Your instructions: Please copy the following material line for line, changing nothing.

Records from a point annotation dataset
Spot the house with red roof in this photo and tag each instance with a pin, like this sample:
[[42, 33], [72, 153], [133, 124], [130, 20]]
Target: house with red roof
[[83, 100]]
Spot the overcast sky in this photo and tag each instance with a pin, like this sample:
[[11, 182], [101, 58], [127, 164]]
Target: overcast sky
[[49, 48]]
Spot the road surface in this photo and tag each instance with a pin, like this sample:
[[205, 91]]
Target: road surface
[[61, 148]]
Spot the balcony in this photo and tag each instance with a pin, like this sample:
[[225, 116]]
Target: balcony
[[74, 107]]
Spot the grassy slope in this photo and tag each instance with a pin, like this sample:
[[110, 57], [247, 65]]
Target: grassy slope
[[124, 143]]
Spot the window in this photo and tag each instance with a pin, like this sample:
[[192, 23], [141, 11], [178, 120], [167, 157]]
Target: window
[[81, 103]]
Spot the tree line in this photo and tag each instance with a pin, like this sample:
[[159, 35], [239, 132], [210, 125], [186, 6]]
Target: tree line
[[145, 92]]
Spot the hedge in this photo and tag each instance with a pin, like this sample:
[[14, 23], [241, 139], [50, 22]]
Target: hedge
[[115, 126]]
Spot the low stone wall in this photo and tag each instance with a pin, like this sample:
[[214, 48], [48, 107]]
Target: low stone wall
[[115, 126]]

Answer to the task:
Spot the house with red roof in this photo and tag each instance with a pin, like this sample:
[[42, 33], [72, 153], [133, 124], [130, 20]]
Target: house with red roof
[[83, 100]]
Spot the overcast sky in this photo and tag each instance with a pin, like this sample:
[[11, 182], [101, 58], [127, 164]]
Target: overcast sky
[[49, 48]]
Spot the road surface in this photo and tag each instance with a pin, like this sample:
[[205, 91]]
Target: road surface
[[61, 148]]
Spot the balcony in this photo and tag each instance with a pin, like this sample:
[[225, 116]]
Target: balcony
[[74, 107]]
Spot the grassy slope in this photo and tag each instance with a pin, like this sample:
[[110, 57], [247, 65]]
Target: grassy slope
[[124, 143]]
Spot the window in this photo and tag each instance with a pin, like this sample:
[[192, 23], [141, 11], [178, 120], [167, 157]]
Target: window
[[81, 103]]
Spot the tree line in this photo and tag each instance with a pin, like this sample:
[[159, 35], [239, 132], [210, 125], [186, 6]]
Target: tree line
[[145, 92]]
Spot the hedge in this photo and tag each instance with a pin, like this sample:
[[14, 23], [241, 139], [50, 22]]
Target: hedge
[[115, 126]]
Spot the low stone wall in this photo and tag each instance with a pin, like this sample:
[[214, 48], [48, 107]]
Target: low stone wall
[[115, 126]]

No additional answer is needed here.